** START OF Record set **

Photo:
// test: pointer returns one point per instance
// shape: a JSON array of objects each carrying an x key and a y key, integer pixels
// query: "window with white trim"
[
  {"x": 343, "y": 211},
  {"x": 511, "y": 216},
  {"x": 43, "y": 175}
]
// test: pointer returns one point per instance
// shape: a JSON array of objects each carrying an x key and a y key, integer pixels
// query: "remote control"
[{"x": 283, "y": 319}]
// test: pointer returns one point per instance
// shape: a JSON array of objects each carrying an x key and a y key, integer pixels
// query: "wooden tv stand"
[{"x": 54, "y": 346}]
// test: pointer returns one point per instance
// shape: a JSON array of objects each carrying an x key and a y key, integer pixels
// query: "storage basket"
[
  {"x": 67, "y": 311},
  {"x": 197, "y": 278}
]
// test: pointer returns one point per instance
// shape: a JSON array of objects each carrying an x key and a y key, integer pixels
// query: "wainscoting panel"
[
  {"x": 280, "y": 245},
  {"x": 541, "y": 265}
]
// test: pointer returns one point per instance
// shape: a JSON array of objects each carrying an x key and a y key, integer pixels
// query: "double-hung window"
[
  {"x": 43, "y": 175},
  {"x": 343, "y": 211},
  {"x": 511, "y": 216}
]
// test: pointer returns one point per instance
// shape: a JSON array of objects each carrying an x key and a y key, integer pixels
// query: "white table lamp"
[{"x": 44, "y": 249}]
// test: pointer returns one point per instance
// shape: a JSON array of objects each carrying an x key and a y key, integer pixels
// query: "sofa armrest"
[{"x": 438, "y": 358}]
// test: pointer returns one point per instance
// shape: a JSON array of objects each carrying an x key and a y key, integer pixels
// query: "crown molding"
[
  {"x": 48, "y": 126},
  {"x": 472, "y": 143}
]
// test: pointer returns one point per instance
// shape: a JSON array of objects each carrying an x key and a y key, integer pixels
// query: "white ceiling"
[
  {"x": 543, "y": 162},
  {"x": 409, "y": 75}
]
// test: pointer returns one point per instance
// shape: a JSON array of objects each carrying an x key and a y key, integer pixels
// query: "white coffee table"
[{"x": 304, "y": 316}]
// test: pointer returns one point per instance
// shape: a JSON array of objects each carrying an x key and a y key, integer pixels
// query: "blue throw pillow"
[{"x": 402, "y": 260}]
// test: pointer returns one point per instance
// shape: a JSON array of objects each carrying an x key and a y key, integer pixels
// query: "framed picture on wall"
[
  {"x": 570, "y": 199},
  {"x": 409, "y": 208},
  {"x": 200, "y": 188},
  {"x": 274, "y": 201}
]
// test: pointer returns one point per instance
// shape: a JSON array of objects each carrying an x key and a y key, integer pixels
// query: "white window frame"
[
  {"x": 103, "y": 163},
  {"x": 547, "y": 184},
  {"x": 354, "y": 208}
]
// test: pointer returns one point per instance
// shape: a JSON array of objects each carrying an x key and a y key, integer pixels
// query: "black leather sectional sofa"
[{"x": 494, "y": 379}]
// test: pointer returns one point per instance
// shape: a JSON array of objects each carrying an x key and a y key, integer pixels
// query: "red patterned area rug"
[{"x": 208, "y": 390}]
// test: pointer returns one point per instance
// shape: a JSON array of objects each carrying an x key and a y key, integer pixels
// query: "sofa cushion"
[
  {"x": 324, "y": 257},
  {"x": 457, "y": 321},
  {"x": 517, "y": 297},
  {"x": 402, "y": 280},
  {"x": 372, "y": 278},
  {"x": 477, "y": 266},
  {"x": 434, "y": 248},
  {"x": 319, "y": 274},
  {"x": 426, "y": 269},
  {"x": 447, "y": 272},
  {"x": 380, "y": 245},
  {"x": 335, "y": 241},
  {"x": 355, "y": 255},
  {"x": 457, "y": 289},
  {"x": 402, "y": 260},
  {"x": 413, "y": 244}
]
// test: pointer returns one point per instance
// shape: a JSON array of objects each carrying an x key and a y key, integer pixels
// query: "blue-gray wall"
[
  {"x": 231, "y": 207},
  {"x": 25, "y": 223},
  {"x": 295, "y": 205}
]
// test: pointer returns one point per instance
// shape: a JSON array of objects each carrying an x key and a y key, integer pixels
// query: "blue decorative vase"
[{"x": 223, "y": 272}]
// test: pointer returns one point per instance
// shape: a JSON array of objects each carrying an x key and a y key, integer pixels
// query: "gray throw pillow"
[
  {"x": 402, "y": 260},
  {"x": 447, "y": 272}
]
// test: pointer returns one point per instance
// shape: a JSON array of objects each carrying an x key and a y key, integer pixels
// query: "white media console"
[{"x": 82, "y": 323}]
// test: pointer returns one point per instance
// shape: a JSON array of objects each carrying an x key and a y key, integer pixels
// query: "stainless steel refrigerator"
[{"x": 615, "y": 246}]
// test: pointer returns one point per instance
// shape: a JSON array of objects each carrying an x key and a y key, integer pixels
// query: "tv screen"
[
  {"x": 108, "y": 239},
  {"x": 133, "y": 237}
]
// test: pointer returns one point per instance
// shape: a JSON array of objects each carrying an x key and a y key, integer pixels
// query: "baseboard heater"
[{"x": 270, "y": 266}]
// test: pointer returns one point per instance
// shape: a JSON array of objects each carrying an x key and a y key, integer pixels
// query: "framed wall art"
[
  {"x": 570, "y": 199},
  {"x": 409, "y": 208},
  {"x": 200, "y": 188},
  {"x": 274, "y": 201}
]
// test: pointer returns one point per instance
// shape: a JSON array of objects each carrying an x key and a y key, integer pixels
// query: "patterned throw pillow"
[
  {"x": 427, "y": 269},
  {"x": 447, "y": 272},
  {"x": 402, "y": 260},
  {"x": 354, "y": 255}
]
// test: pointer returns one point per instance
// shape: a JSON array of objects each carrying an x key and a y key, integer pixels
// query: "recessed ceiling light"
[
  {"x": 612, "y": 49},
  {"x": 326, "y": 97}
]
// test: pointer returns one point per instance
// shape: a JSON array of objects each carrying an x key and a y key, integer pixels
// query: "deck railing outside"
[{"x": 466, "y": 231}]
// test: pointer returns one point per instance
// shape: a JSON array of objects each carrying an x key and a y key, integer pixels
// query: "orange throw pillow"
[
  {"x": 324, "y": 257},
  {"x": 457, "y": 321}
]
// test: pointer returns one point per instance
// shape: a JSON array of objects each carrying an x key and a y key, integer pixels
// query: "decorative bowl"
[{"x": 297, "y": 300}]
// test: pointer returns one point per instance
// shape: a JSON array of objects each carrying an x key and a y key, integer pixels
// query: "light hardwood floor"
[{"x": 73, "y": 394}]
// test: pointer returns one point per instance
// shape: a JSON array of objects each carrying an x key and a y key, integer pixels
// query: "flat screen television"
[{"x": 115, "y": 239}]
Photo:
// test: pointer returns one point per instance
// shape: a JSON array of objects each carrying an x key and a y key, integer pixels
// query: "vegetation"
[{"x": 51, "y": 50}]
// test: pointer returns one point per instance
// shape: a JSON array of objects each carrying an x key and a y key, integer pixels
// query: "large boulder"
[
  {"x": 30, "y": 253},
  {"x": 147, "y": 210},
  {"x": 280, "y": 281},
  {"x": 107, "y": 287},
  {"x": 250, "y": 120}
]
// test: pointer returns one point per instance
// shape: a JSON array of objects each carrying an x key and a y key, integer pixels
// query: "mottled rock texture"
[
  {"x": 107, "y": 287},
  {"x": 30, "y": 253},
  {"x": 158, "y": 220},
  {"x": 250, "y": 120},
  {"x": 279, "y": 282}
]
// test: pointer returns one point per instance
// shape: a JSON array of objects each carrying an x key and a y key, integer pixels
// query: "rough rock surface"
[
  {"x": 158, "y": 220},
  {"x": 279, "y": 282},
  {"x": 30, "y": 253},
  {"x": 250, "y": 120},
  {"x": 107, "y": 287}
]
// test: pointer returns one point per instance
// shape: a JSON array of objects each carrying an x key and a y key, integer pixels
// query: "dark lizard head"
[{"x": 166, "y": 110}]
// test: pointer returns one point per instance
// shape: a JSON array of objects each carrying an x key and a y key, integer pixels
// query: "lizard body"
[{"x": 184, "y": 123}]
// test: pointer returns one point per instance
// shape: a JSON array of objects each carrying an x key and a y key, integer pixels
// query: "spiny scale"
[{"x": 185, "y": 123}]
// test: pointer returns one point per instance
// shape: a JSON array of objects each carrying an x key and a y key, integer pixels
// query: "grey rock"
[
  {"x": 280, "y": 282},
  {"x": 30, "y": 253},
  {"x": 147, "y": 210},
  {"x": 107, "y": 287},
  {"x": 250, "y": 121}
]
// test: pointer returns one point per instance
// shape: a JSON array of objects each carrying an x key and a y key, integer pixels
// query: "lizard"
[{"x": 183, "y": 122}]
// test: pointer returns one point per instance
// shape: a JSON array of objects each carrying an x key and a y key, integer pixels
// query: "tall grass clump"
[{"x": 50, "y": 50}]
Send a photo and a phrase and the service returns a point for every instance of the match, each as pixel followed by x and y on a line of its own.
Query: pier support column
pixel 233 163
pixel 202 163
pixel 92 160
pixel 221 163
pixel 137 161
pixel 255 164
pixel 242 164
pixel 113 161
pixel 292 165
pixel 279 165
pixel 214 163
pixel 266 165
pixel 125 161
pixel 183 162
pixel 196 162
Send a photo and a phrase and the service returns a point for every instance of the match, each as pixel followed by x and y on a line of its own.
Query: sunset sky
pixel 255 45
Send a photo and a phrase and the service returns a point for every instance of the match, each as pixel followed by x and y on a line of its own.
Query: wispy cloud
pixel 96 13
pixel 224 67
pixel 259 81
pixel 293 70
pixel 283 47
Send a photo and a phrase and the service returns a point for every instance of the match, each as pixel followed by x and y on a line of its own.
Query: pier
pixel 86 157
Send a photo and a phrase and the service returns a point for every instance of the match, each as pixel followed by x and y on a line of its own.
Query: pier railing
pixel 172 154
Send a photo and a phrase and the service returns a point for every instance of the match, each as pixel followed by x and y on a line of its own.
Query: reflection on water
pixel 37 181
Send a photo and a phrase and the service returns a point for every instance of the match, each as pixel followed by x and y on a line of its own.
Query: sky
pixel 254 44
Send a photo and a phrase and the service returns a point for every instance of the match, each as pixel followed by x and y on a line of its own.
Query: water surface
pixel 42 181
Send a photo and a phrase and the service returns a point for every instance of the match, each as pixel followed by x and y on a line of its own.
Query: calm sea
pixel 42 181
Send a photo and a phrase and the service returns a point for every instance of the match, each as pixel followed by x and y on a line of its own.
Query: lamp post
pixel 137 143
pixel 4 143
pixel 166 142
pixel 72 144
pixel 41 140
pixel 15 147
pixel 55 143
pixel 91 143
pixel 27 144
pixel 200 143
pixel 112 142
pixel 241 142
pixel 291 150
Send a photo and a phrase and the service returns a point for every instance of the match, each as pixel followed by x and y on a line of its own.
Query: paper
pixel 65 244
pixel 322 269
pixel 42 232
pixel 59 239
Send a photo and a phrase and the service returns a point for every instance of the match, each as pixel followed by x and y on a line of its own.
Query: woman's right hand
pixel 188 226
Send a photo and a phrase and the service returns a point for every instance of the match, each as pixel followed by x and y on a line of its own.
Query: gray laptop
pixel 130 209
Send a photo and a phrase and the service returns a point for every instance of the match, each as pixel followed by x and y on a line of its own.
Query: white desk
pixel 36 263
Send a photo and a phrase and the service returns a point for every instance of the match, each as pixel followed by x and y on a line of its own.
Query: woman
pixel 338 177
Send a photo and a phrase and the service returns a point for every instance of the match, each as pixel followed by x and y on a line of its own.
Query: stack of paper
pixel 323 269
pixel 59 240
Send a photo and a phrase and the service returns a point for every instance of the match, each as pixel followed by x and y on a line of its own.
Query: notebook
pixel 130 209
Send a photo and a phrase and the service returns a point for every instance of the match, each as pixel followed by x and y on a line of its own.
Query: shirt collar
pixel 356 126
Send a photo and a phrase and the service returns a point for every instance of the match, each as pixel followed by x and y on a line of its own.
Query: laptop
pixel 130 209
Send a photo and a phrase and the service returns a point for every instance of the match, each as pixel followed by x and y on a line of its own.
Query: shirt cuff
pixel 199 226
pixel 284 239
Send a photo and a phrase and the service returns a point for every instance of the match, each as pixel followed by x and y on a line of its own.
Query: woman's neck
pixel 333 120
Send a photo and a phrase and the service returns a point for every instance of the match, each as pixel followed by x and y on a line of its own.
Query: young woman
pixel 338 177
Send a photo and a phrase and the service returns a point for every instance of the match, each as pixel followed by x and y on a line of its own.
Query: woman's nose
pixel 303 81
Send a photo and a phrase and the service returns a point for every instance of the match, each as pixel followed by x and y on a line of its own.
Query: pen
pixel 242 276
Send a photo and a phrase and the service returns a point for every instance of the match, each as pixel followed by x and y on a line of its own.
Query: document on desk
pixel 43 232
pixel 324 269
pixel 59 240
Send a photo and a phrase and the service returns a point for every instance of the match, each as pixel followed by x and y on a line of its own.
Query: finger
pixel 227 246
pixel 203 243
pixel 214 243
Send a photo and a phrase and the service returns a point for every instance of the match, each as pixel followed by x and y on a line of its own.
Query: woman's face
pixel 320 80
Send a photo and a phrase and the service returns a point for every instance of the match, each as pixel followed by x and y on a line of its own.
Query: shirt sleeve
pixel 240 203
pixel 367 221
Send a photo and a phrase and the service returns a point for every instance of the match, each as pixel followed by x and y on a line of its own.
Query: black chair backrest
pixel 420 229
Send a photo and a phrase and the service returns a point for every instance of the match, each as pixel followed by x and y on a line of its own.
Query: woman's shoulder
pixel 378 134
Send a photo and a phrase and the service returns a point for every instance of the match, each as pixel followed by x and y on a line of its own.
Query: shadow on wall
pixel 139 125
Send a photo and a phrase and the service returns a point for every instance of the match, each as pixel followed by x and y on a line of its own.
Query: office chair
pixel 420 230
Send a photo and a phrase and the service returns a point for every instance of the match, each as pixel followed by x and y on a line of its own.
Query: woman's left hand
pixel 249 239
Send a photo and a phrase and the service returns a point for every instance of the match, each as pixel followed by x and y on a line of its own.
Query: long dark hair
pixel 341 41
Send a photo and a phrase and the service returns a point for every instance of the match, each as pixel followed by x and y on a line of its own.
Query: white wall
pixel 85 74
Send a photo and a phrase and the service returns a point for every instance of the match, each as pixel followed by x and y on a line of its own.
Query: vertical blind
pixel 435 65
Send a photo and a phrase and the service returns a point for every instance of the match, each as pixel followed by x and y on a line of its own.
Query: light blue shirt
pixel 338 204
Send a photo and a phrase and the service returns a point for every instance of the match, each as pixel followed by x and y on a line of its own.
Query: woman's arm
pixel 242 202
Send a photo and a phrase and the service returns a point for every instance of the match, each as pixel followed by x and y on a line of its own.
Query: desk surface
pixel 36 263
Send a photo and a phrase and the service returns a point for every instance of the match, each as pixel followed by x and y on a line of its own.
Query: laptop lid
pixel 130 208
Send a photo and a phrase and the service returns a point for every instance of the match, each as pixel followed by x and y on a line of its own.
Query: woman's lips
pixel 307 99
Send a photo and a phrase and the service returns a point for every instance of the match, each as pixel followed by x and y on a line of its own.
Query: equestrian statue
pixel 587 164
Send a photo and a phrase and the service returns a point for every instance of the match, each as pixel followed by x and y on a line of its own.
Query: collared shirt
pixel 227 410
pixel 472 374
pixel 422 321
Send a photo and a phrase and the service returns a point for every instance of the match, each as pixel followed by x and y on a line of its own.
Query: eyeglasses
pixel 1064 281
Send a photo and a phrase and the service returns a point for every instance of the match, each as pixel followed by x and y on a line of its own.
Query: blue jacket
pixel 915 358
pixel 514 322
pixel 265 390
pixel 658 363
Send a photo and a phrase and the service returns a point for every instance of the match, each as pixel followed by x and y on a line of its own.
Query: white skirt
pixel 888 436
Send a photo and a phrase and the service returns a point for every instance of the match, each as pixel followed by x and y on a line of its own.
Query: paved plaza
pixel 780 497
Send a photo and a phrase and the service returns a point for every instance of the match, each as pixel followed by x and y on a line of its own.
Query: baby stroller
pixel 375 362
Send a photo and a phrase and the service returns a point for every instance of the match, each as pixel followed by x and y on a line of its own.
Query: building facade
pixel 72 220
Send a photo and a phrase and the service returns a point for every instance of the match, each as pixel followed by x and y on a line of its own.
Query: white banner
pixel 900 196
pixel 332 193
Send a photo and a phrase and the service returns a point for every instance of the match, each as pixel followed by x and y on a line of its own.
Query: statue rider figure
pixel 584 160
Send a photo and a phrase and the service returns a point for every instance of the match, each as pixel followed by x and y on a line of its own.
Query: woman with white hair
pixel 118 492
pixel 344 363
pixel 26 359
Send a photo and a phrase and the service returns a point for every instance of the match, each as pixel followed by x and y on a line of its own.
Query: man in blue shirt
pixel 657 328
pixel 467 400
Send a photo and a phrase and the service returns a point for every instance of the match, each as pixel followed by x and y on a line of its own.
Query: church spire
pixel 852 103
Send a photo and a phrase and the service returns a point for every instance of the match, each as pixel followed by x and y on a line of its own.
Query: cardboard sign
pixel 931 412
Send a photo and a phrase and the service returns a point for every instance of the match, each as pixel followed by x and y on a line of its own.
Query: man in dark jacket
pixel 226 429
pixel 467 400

** END OF Record set **

List every line in the records above that contains the word "table". Case counts.

◆ Response for this exercise:
// query: "white table lamp"
// query: "white coffee table"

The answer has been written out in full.